RECORDS
----

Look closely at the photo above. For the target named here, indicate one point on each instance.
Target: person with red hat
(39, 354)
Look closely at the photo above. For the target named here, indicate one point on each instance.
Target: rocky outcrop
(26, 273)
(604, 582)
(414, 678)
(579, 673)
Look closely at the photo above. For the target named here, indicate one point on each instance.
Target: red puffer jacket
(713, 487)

----

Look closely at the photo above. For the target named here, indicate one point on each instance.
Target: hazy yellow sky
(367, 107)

----

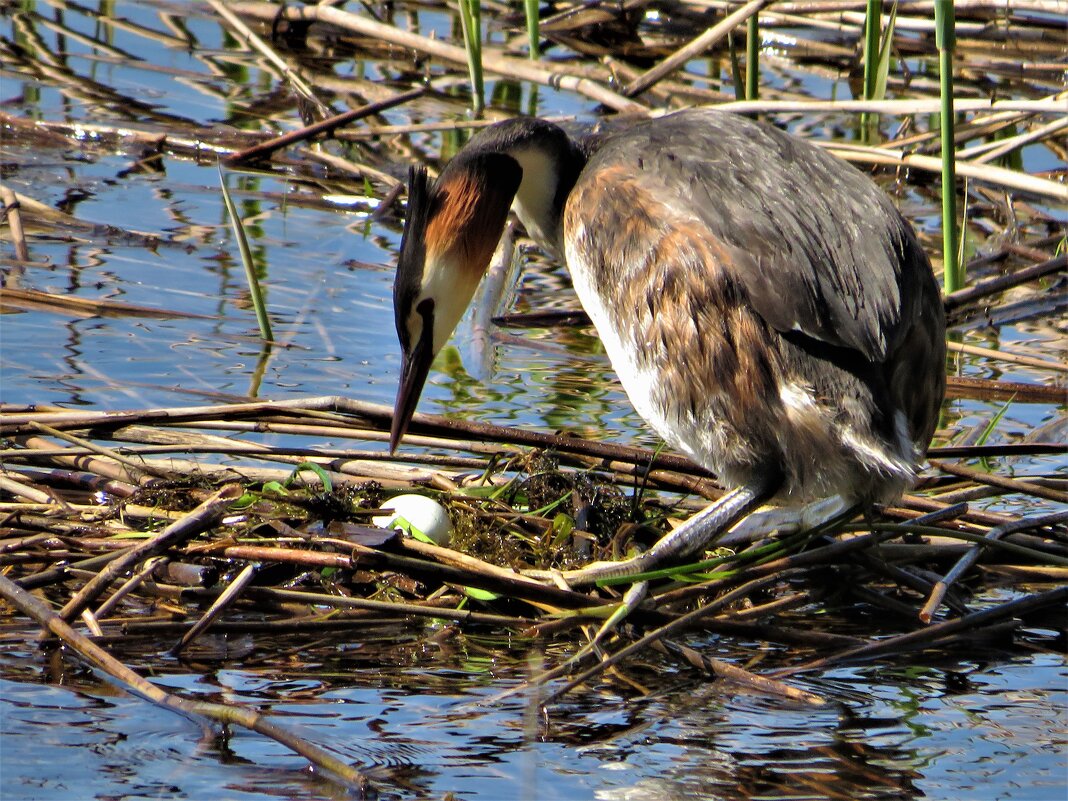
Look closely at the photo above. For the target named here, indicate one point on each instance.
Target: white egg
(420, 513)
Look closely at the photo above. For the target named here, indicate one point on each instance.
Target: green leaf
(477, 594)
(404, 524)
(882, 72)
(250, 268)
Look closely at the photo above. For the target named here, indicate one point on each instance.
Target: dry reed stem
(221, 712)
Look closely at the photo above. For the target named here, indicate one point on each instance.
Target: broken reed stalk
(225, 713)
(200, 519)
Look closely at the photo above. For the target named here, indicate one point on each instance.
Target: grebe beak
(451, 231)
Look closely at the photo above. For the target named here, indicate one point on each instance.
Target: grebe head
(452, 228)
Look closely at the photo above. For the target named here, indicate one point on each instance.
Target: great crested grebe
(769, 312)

----

PROBLEM STATEMENT
Identify each row above that contains the word "grebe", and copy every such row in full.

SOLUTION TO THIS EXERCISE
Target: grebe beak
Target: grebe head
Target: great crested grebe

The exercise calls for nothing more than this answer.